DATA UNDER STUDY =>
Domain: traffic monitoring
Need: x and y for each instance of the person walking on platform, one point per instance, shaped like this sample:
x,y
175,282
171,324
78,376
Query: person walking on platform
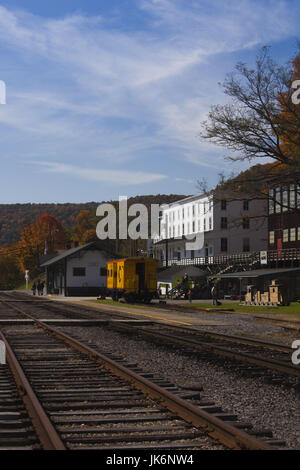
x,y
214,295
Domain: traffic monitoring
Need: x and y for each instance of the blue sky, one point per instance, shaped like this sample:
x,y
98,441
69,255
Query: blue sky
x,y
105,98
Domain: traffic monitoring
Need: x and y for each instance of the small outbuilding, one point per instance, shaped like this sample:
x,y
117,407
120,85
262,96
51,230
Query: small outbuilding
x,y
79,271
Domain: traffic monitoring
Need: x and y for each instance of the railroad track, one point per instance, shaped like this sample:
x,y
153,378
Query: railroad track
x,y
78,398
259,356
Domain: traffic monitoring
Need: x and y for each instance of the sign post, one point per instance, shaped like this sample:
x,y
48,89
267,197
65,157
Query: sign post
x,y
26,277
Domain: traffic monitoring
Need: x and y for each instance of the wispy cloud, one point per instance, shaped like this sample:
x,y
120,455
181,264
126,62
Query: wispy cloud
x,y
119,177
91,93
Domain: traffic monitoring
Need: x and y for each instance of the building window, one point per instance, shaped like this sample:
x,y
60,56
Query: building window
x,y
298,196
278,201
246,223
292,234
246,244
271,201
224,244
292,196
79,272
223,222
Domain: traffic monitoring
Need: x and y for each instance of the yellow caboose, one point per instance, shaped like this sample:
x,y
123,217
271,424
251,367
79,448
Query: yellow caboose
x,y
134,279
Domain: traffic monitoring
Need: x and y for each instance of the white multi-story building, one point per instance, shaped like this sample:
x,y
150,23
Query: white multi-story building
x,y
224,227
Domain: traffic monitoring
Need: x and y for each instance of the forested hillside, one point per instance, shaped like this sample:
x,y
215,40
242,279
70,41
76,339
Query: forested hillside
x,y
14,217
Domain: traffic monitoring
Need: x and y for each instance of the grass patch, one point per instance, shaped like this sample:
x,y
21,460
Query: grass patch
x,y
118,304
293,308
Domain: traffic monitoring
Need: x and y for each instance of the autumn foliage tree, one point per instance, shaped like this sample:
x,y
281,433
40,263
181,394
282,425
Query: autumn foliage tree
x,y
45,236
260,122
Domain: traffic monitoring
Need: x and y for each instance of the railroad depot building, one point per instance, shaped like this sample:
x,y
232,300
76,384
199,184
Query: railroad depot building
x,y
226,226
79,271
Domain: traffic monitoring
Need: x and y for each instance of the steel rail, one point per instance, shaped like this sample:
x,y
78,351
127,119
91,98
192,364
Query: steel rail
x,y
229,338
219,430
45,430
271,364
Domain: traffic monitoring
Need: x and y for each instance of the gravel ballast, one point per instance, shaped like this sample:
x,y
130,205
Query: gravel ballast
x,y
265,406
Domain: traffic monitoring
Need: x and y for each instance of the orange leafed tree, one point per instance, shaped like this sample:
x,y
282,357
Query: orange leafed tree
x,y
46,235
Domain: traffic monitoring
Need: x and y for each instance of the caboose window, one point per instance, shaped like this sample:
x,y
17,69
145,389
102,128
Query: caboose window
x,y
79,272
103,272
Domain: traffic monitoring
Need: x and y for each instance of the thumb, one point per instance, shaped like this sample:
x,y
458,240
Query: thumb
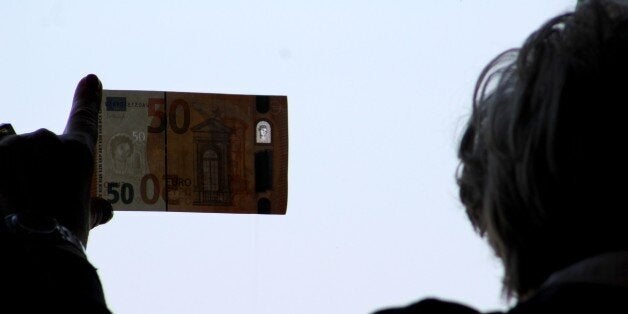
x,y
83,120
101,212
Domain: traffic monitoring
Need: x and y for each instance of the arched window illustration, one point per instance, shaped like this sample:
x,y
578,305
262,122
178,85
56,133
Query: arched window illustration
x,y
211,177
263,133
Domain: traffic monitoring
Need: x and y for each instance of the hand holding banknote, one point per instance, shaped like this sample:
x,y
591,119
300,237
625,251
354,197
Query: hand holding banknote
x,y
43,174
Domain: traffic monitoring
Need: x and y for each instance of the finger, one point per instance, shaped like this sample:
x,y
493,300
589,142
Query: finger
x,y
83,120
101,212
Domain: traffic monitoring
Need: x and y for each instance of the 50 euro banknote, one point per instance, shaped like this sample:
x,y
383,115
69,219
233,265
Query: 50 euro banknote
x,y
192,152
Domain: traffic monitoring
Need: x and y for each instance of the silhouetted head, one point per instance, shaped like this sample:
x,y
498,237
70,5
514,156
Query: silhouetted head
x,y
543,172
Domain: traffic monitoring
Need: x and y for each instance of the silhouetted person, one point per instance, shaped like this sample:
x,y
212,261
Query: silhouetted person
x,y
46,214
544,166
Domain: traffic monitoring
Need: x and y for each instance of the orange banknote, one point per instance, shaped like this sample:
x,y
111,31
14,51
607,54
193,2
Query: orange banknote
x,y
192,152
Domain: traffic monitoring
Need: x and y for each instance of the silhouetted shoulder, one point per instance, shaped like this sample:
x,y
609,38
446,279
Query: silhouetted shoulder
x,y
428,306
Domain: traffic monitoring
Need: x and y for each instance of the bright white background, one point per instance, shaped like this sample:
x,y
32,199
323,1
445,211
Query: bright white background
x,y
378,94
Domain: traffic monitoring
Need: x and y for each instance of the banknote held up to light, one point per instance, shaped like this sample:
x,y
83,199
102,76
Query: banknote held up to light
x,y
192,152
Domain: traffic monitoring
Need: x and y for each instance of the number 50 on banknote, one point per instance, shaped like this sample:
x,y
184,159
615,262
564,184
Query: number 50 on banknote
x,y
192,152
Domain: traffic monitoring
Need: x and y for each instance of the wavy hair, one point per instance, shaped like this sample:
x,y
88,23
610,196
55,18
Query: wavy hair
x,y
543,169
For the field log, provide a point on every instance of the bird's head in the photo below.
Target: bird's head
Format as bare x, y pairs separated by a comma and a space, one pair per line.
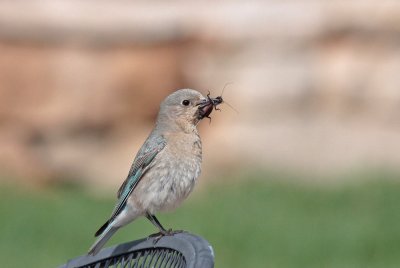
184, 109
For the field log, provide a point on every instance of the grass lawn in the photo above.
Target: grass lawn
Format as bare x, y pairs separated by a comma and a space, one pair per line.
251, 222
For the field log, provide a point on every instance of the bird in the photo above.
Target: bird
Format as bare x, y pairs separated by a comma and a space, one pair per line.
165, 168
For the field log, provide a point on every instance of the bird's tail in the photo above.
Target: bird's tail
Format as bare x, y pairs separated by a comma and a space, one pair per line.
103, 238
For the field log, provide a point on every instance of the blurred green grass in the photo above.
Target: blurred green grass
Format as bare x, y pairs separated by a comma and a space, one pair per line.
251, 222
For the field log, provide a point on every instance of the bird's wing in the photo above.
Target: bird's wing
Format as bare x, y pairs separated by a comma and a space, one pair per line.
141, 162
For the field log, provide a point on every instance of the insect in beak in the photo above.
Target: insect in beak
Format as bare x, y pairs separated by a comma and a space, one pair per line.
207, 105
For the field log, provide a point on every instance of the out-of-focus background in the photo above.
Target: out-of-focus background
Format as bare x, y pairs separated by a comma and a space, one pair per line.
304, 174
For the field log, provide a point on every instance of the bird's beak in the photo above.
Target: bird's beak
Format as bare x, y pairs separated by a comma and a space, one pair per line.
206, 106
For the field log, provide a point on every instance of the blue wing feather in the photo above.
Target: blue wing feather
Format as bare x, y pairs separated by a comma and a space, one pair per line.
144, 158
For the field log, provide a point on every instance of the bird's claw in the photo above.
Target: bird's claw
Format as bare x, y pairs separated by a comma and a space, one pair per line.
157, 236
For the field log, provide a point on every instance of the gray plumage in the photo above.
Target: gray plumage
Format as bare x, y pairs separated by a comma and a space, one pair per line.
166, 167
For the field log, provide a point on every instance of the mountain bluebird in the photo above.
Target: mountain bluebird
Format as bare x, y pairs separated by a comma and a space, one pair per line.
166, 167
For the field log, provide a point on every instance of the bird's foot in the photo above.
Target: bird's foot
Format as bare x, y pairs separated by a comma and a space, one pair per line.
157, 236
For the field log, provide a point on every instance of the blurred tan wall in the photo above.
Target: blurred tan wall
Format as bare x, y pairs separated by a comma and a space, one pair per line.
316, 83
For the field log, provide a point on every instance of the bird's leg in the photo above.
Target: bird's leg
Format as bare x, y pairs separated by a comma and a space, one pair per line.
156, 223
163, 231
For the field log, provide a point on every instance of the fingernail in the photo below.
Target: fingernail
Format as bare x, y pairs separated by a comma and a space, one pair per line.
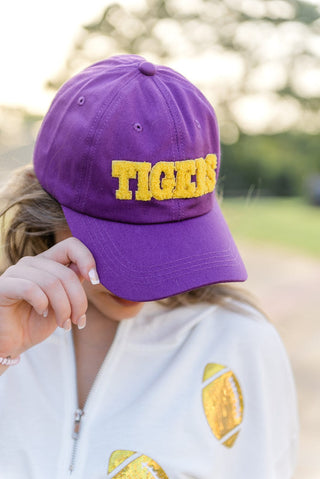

TASK OBJECTIVE => Using the records given above, list every line that includes the word "beak".

YOUR SOLUTION =>
For the field log, provide a point on every instance of the insect in beak in the photo above.
Target: insect in beak
For the field log, provide a point on every instance of the bird's beak in the photo above.
Target: bird's beak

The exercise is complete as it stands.